Stored items from a collection:
::::::::

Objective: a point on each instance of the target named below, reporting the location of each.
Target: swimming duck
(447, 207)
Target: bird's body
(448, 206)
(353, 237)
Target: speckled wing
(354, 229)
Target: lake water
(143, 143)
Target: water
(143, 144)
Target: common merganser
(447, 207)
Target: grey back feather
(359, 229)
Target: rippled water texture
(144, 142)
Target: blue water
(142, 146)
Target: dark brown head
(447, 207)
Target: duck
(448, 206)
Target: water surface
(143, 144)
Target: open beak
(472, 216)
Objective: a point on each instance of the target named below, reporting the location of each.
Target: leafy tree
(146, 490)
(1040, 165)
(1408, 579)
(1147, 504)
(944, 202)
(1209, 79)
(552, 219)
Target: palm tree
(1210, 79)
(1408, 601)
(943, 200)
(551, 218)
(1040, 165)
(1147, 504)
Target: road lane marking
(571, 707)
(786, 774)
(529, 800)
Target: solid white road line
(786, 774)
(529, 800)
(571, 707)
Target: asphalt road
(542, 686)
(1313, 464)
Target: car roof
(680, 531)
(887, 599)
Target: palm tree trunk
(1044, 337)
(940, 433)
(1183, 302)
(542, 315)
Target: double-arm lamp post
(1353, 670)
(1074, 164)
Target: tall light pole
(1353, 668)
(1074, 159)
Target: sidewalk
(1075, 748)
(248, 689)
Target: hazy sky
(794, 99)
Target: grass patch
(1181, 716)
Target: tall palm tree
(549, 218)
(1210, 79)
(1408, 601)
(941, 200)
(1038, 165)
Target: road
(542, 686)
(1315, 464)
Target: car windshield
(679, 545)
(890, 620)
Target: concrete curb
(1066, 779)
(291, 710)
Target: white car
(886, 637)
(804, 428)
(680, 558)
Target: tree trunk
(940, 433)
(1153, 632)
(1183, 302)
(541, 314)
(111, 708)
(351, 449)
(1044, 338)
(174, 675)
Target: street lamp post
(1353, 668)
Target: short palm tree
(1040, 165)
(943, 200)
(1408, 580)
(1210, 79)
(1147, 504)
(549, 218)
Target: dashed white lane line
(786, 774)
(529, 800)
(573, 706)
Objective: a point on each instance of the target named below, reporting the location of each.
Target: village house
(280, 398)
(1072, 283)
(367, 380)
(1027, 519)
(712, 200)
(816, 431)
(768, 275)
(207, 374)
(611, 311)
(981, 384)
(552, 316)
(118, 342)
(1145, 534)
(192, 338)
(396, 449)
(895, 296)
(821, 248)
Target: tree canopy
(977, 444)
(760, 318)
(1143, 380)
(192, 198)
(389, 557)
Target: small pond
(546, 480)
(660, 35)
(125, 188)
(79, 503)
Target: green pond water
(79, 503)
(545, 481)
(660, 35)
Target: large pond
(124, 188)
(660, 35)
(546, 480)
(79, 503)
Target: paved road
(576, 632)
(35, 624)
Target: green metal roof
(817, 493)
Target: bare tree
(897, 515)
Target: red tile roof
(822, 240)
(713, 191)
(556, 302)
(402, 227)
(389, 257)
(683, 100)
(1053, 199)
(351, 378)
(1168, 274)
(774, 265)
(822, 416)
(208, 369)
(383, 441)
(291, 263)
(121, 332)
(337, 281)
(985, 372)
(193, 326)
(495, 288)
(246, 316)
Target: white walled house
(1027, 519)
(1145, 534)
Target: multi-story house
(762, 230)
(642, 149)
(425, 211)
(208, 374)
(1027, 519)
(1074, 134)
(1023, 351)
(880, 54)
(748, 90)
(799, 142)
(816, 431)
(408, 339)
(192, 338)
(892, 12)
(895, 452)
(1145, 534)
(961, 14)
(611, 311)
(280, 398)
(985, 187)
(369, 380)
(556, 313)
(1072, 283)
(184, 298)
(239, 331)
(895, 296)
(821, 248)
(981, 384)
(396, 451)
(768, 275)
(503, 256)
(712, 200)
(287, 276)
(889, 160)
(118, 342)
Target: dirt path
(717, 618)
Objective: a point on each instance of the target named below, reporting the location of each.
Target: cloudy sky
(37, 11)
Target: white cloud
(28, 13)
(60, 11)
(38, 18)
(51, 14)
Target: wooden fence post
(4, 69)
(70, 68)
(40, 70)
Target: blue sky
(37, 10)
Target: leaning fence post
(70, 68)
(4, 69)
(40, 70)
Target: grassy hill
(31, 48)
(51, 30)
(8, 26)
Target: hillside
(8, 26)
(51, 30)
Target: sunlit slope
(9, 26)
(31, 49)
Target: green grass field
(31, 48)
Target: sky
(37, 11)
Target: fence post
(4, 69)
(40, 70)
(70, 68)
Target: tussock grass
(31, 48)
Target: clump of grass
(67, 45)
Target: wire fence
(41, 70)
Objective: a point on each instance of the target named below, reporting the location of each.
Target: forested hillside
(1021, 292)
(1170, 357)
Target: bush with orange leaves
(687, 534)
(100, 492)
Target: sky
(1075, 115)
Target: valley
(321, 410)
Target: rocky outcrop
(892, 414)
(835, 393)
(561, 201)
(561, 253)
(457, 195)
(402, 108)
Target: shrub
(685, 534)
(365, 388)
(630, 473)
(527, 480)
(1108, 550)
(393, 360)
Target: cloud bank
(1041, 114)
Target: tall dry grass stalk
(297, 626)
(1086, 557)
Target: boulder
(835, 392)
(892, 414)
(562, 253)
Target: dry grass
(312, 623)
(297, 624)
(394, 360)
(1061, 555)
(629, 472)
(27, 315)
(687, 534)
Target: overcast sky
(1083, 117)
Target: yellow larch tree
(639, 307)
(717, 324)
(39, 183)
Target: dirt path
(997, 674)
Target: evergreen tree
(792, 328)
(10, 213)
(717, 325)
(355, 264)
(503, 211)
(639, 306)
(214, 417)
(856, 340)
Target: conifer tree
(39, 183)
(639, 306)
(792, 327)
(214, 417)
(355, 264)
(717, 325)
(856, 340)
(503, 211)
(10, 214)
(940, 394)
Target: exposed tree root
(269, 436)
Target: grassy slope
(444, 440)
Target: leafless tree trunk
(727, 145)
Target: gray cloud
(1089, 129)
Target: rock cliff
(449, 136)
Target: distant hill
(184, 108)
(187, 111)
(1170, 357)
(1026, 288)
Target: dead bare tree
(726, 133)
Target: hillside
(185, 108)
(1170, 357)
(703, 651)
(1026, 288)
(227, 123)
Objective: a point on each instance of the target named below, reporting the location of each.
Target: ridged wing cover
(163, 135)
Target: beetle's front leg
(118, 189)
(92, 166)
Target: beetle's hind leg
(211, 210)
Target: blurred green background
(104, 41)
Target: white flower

::::::::

Return each entry exactly. Leave none out.

● **Response**:
Objective: a point on each instance of the target named below, reporting the location of each.
Target: swimming duck
(447, 207)
Target: bird's body
(448, 206)
(353, 237)
Target: speckled wing
(354, 229)
Target: lake water
(143, 143)
Target: water
(143, 144)
Target: common merganser
(447, 207)
Target: grey back feather
(359, 229)
Target: rippled water texture
(144, 142)
Target: blue water
(142, 146)
Target: dark brown head
(447, 207)
Target: duck
(448, 206)
Target: water surface
(143, 144)
Target: open beak
(472, 216)
Objective: a point on each instance of the target named below, reporting the location of each.
Target: leafy tree
(146, 490)
(1040, 165)
(1408, 579)
(1147, 504)
(944, 202)
(1209, 79)
(552, 219)
Target: palm tree
(1210, 79)
(1408, 601)
(943, 200)
(551, 218)
(1040, 165)
(1147, 504)
Target: road lane marking
(571, 707)
(786, 774)
(529, 800)
Target: solid white road line
(786, 774)
(529, 800)
(571, 707)
Target: asphalt road
(542, 686)
(1313, 464)
Target: car roof
(680, 531)
(887, 599)
Target: palm tree trunk
(1044, 337)
(940, 433)
(1183, 302)
(542, 315)
Target: double-arm lamp post
(1353, 670)
(1074, 164)
Target: tall light pole
(1353, 668)
(1074, 159)
Target: sidewalk
(1075, 748)
(248, 689)
Target: hazy sky
(794, 99)
Target: grass patch
(1181, 716)
Target: tall palm tree
(549, 218)
(1210, 79)
(1408, 601)
(941, 200)
(1038, 165)
Target: road
(542, 686)
(1315, 464)
Target: car windshield
(679, 545)
(890, 620)
Target: concrete curb
(1066, 779)
(291, 710)
Target: white car
(886, 637)
(804, 428)
(680, 558)
Target: tree trunk
(940, 433)
(1153, 632)
(1183, 302)
(541, 314)
(111, 708)
(351, 449)
(1044, 338)
(174, 675)
Target: street lamp post
(1353, 668)
Target: short palm tree
(1040, 165)
(943, 200)
(1408, 580)
(1210, 79)
(1147, 504)
(549, 218)
Target: dashed white lane line
(786, 774)
(529, 800)
(573, 706)
Objective: a point on each instance of the target named below, reporting the location of each.
Target: village house
(280, 398)
(1072, 283)
(367, 380)
(1027, 519)
(712, 200)
(816, 431)
(768, 275)
(207, 374)
(611, 311)
(981, 384)
(552, 316)
(118, 342)
(1145, 534)
(192, 338)
(396, 449)
(895, 296)
(821, 248)
Target: tree canopy
(977, 444)
(760, 318)
(1143, 380)
(192, 198)
(389, 557)
Target: small pond
(546, 480)
(660, 35)
(125, 188)
(79, 503)
Target: green pond water
(79, 503)
(545, 481)
(660, 35)
Target: large pond
(124, 188)
(660, 35)
(546, 480)
(79, 503)
Target: paved road
(576, 632)
(35, 624)
Target: green metal roof
(817, 493)
Target: bare tree
(897, 515)
Target: red tile roof
(822, 240)
(713, 191)
(556, 302)
(402, 227)
(389, 257)
(683, 100)
(1053, 199)
(351, 378)
(1168, 274)
(774, 265)
(822, 416)
(208, 369)
(383, 441)
(291, 263)
(121, 332)
(337, 281)
(985, 372)
(193, 326)
(495, 288)
(246, 316)
Target: white walled house
(1027, 519)
(1145, 534)
Target: multi-story house
(762, 230)
(642, 149)
(425, 211)
(208, 374)
(1027, 519)
(1074, 134)
(1023, 351)
(880, 54)
(748, 90)
(799, 142)
(816, 431)
(408, 339)
(192, 338)
(892, 12)
(895, 452)
(1145, 534)
(961, 14)
(611, 311)
(280, 398)
(985, 187)
(369, 380)
(556, 313)
(1072, 283)
(184, 298)
(239, 331)
(895, 296)
(821, 248)
(981, 384)
(396, 451)
(768, 275)
(503, 256)
(712, 200)
(287, 276)
(889, 160)
(118, 342)
Target: dirt path
(717, 618)
Objective: a point on each instance of the target named below, reporting the location of each.
Target: cloudy sky
(37, 11)
Target: white cloud
(28, 13)
(60, 11)
(38, 18)
(51, 14)
Target: wooden fence post
(4, 69)
(70, 68)
(40, 70)
Target: blue sky
(37, 10)
Target: leaning fence post
(70, 68)
(4, 69)
(40, 70)
Target: grassy hill
(31, 48)
(51, 30)
(8, 26)
Target: hillside
(8, 26)
(51, 30)
Target: sunlit slope
(9, 26)
(31, 49)
Target: green grass field
(31, 48)
Target: sky
(37, 11)
Target: fence post
(4, 69)
(40, 70)
(70, 68)
Target: tussock grass
(31, 48)
Target: clump of grass
(67, 45)
Target: wire fence
(41, 70)
Objective: a point on each instance of the target named below, reporting the location of each.
Target: forested hillside
(1021, 292)
(1170, 357)
Target: bush with orange leaves
(687, 534)
(100, 492)
Target: sky
(1075, 115)
Target: valley
(321, 410)
Target: rocky outcrop
(892, 414)
(835, 393)
(561, 201)
(561, 253)
(457, 195)
(402, 108)
Target: shrub
(685, 534)
(365, 388)
(630, 473)
(527, 480)
(1108, 550)
(393, 360)
Target: cloud bank
(1041, 114)
Target: tall dry grass stalk
(297, 626)
(1086, 557)
Target: boulder
(835, 392)
(892, 414)
(562, 253)
Target: dry grass
(312, 623)
(297, 624)
(394, 360)
(1061, 555)
(629, 472)
(27, 315)
(687, 534)
Target: overcast sky
(1083, 117)
Target: yellow larch tree
(639, 307)
(717, 324)
(39, 183)
Target: dirt path
(997, 674)
Target: evergreen tree
(792, 328)
(10, 213)
(717, 325)
(355, 264)
(503, 211)
(639, 306)
(214, 417)
(856, 340)
Target: conifer tree
(39, 183)
(639, 306)
(792, 327)
(214, 417)
(355, 264)
(717, 325)
(856, 340)
(503, 211)
(10, 214)
(940, 394)
Target: exposed tree root
(269, 436)
Target: grassy slope
(444, 440)
Target: leafless tree trunk
(727, 145)
Target: gray cloud
(1089, 129)
Target: rock cliff
(449, 136)
Target: distant hill
(184, 108)
(187, 111)
(1170, 357)
(1026, 288)
Target: dead bare tree
(726, 133)
Target: hillside
(185, 108)
(1170, 357)
(703, 651)
(1026, 288)
(227, 123)
Objective: a point on each instance of the target named below, reporting the location of each.
Target: ridged wing cover
(163, 135)
Target: beetle's front leg
(118, 189)
(92, 166)
Target: beetle's hind leg
(211, 210)
Target: blurred green background
(104, 41)
Target: white flower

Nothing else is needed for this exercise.